=== Exercise set ===
**a)** Reproduce everything in the Killers of the Flower Moon piece from "I’m not saying" down to "new social chemistry.".
**b)** Condense the paragraph of the Killers of the Flower Moon piece that opens with "Deadline's 'The Dish'" into a shorter version that keeps its main facts.

=== Extract to read ===
>> begin

Deadline‘s “The Dish” (Justin Kroll + Mike Fleming, Jr.) has heard that Martin Scorsese‘s Killers of the Flower Moon, which has been screened in rough-cut form and raved about, is skipping the ’22 Oscar race in favor of a possible “global showcase premiere” at the 2023 Cannes Film Festival. This would be followed by Flower Moon opening theatrically through Paramount before the big Apple + debut in the mid-to-late fall, blah blah.
HE worships Mr. Scorsese and is down for Flower Moon this year or next or any which way, but there’s no masking the immense clouds of disappointment that this story has created…a deep black shadow has fallen over the Oscar landscape.
The idea of Apple, Paramount and Scorsese having seemingly lost their nerve and cut bait on the ’22 Best Picture race…it’s just shattering.
I’m not saying that I know anything or that the alleged take-it-to-Cannes plan is locked in (I hope it isn’t!), and yes, this may be thin speculation on Kroll-and-Fleming’s part, but Variety‘s Clayton Davis is also saying it’s real, and I’ve got the blues, man…I’ve really got the blues.
If the Kroll-Fleming-Davis story turns out to be true, here’s my theory: When Scorsese’s The Irishman, a brilliant, gut-slamming gangster epic for the ages, lost the Best Picture prize to Bong Joon-ho‘s generally decent but slightly underwhelming Parasite (certainly in terms of the con-artist family letting the fired maid into the home during a cats-and-dogs rainstorm — easily the most moronic plot turn of the 21st Century), Hollywood marketing savants were confronted with a new social chemistry.

>> end

=== Supplied entries ===
>> begin

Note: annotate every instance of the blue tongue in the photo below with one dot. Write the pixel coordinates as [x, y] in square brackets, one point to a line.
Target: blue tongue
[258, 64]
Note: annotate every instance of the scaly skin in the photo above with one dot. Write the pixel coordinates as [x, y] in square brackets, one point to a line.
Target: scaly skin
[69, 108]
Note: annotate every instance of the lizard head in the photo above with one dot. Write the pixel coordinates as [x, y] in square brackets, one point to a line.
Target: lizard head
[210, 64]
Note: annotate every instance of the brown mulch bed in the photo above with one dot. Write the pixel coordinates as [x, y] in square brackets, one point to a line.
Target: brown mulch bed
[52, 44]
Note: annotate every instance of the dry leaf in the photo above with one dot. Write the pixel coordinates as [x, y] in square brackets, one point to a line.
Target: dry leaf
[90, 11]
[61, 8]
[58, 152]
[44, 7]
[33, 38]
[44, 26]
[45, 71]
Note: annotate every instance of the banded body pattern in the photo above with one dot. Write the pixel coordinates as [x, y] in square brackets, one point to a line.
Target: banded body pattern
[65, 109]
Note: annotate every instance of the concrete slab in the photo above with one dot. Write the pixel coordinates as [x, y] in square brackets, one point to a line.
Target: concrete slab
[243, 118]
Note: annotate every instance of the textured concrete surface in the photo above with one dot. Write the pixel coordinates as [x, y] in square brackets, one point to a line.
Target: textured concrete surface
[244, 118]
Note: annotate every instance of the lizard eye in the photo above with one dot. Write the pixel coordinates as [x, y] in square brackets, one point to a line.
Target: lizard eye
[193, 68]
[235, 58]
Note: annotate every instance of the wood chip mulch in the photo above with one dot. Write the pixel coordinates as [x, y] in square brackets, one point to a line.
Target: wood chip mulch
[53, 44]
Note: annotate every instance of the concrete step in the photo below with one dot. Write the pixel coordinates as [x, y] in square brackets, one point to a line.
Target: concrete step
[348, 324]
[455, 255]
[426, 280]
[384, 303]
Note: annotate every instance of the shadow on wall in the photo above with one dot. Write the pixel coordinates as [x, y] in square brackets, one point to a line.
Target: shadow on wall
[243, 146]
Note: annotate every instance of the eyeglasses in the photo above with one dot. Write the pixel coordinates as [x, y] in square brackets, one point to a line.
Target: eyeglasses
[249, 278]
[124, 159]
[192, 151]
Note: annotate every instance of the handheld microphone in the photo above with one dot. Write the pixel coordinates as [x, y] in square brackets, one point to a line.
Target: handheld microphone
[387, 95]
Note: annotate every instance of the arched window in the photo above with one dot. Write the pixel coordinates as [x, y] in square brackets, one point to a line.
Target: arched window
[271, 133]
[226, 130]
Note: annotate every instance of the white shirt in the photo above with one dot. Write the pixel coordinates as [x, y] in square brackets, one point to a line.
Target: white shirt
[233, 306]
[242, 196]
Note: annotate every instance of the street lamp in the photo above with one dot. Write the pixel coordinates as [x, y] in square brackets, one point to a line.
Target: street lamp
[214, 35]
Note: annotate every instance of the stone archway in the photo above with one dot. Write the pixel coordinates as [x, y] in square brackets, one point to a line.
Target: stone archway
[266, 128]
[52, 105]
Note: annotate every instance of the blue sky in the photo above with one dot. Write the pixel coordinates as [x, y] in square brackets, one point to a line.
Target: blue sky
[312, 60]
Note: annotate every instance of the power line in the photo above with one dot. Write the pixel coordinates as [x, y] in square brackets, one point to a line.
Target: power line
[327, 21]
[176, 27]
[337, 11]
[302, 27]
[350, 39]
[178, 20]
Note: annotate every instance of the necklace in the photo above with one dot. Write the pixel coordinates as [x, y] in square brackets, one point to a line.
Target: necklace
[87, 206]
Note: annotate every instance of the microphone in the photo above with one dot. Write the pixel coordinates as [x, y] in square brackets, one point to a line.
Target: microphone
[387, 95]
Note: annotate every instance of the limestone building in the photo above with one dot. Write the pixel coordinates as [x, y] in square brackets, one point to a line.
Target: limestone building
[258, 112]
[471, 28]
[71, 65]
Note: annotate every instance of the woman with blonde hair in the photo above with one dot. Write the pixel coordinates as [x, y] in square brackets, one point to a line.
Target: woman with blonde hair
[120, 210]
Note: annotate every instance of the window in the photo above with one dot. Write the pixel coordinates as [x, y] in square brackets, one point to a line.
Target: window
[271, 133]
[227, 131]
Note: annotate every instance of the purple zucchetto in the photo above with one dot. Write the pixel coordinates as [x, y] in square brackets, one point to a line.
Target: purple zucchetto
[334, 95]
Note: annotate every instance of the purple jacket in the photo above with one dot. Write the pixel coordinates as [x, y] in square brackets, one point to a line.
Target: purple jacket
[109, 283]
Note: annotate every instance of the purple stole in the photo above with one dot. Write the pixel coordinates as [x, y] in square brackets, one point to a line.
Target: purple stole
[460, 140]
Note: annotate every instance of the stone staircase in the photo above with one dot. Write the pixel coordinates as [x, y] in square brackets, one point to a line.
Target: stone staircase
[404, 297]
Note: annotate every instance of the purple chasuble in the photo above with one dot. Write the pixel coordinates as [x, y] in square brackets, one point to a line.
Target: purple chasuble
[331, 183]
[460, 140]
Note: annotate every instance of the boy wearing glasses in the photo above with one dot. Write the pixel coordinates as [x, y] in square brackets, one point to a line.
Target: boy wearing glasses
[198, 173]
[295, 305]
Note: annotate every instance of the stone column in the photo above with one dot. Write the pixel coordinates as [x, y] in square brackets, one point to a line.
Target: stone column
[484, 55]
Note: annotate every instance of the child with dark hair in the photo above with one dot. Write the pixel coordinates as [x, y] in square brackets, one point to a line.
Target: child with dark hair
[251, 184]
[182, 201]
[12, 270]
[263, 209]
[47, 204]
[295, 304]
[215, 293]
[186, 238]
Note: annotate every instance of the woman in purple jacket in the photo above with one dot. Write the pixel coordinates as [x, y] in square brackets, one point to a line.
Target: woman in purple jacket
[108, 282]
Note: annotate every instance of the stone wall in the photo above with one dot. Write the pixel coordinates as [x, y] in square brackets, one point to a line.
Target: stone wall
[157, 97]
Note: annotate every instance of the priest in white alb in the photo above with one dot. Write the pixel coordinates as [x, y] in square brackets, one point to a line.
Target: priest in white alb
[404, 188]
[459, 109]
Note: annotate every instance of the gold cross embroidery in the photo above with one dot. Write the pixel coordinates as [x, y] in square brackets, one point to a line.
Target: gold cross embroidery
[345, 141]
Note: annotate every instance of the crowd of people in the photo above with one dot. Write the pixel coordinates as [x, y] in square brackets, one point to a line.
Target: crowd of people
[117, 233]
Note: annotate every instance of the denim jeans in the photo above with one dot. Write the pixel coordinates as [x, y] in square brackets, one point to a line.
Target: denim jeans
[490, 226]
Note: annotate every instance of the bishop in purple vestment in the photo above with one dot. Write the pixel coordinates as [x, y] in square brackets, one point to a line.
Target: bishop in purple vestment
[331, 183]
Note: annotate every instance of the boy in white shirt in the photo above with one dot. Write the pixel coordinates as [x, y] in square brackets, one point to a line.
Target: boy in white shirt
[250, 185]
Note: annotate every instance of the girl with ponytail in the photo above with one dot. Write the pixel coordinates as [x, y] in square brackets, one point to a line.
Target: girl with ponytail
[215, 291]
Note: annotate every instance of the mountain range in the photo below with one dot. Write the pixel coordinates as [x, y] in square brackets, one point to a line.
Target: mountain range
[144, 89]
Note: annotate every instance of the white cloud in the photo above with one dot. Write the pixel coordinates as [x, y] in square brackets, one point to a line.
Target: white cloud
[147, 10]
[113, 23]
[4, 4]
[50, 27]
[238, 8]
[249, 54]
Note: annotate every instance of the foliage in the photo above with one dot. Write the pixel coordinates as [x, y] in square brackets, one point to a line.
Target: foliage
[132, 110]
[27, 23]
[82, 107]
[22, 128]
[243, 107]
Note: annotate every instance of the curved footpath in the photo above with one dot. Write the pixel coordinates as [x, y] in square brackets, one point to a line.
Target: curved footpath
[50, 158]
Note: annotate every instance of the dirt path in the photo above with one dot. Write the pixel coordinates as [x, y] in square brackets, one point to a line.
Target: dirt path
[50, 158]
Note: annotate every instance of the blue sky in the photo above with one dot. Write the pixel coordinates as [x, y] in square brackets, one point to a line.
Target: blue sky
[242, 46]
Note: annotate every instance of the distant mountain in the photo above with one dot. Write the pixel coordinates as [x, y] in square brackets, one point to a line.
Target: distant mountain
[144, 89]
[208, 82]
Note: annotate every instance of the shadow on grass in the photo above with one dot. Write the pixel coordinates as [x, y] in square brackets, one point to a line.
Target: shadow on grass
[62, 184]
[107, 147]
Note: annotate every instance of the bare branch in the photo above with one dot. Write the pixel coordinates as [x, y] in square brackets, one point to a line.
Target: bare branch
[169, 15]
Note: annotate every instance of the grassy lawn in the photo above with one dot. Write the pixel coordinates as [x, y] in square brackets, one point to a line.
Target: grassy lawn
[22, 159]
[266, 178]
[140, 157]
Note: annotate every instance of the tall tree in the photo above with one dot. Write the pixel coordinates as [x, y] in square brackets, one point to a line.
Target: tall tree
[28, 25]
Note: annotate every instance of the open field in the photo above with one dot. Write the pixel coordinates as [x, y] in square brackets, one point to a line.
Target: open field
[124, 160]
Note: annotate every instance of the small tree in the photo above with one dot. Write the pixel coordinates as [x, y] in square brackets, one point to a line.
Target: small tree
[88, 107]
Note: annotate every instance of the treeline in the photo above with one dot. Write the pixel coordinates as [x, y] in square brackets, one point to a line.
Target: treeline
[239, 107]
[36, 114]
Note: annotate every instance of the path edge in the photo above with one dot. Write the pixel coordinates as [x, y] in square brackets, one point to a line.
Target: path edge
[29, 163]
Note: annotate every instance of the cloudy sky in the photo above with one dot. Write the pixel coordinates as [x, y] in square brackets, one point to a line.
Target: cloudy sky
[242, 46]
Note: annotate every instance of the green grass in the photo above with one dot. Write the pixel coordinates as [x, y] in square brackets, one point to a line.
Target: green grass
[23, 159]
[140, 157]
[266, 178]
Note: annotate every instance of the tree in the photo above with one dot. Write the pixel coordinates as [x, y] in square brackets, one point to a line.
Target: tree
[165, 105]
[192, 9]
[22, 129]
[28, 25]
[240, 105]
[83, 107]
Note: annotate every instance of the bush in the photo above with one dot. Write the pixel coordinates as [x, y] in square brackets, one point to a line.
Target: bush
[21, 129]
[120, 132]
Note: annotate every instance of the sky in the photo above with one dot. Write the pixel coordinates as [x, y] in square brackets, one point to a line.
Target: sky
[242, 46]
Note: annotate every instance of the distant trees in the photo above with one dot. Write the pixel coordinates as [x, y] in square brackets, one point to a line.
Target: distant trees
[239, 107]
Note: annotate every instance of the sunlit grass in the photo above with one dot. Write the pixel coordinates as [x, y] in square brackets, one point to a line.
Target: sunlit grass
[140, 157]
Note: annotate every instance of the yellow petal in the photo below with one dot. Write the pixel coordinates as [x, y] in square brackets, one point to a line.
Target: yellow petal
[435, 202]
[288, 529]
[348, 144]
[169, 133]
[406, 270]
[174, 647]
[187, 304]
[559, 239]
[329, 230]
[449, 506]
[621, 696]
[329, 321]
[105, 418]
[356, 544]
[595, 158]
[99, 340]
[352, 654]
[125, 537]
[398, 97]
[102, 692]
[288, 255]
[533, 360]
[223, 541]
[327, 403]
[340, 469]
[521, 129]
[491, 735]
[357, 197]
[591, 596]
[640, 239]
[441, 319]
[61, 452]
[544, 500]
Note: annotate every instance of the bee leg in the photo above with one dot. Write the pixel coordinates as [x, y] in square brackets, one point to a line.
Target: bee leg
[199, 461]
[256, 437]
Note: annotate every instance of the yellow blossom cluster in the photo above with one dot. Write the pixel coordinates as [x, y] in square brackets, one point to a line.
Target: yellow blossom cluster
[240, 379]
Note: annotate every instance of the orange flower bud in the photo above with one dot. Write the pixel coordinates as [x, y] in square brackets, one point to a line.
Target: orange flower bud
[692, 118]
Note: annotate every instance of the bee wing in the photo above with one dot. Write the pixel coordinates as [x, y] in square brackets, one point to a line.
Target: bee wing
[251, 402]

>> end

=== Answers provided ===
**a)**
I’m not saying that I know anything or that the alleged take-it-to-Cannes plan is locked in (I hope it isn’t!), and yes, this may be thin speculation on Kroll-and-Fleming’s part, but Variety‘s Clayton Davis is also saying it’s real, and I’ve got the blues, man…I’ve really got the blues.
If the Kroll-Fleming-Davis story turns out to be true, here’s my theory: When Scorsese’s The Irishman, a brilliant, gut-slamming gangster epic for the ages, lost the Best Picture prize to Bong Joon-ho‘s generally decent but slightly underwhelming Parasite (certainly in terms of the con-artist family letting the fired maid into the home during a cats-and-dogs rainstorm — easily the most moronic plot turn of the 21st Century), Hollywood marketing savants were confronted with a new social chemistry.

**b)** According to Deadline's "The Dish" (Justin Kroll and Mike Fleming, Jr.), Martin Scorsese's Killers of the Flower Moon will skip the '22 Oscar race. The film has been screened in rough-cut form and raved about. It may instead get a "global showcase premiere" at the 2023 Cannes Film Festival, then open theatrically through Paramount before its Apple+ debut in the mid-to-late fall.